The problem – Return the lines of the material below without any changes, beginning at the line that contains "mark: the person's hand" and stopping after the line that contains "Target: person's hand".

━━━ Supplied material

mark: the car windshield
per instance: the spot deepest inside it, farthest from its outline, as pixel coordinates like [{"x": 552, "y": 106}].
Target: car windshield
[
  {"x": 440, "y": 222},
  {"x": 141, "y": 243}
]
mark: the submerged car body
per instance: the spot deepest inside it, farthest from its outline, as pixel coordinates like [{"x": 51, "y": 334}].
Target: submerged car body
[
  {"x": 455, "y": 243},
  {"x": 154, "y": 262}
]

━━━━━━
━━━ Supplied material

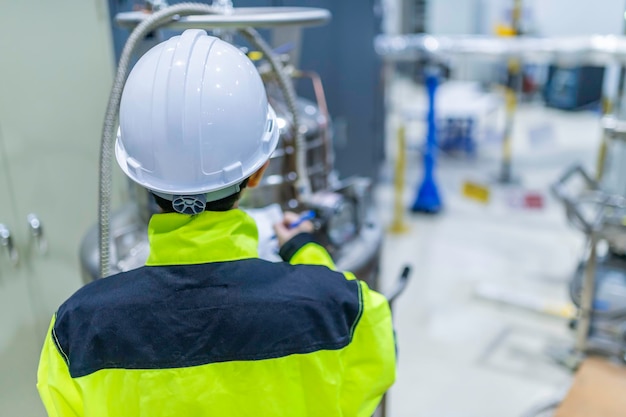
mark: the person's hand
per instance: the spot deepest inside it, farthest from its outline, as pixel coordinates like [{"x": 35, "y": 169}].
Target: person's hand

━━━━━━

Exercise output –
mark: the person's hand
per instance: the spot deepest inside it, farthest from its outline, as pixel coordinates like [{"x": 35, "y": 169}].
Target: person's hand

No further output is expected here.